SUPPLIED DATA |
------------------------------------------------------------
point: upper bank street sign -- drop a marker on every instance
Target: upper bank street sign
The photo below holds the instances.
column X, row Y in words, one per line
------------------------------------------------------------
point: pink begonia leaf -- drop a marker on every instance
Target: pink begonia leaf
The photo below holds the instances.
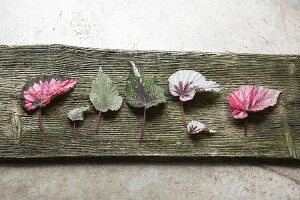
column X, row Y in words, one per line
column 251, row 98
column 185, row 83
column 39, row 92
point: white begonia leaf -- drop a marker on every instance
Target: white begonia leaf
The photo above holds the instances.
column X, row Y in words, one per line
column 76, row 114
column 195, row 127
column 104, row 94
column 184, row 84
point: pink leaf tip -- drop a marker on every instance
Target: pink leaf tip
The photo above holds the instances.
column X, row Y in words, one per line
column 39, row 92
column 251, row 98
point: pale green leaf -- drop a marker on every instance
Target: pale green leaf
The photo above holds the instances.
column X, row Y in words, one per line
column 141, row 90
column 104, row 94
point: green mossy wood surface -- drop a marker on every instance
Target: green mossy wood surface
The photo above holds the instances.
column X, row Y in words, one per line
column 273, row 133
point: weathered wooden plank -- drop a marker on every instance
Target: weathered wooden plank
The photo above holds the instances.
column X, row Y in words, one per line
------------------------------------------------------------
WHAT YOU SHOULD DO |
What lines in the data above carry "leaf"? Return them all.

EXERCISE SOLUTION |
point: pink begonia leaf -- drop a marker on every instance
Target: pink begonia leaf
point: white begonia leaf -- drop a marker on every instance
Target: white begonia leaf
point: pink leaf tip -- drop a marker on every instance
Target: pink leaf tip
point: pale green leaf -- drop a marker on every instance
Target: pale green leaf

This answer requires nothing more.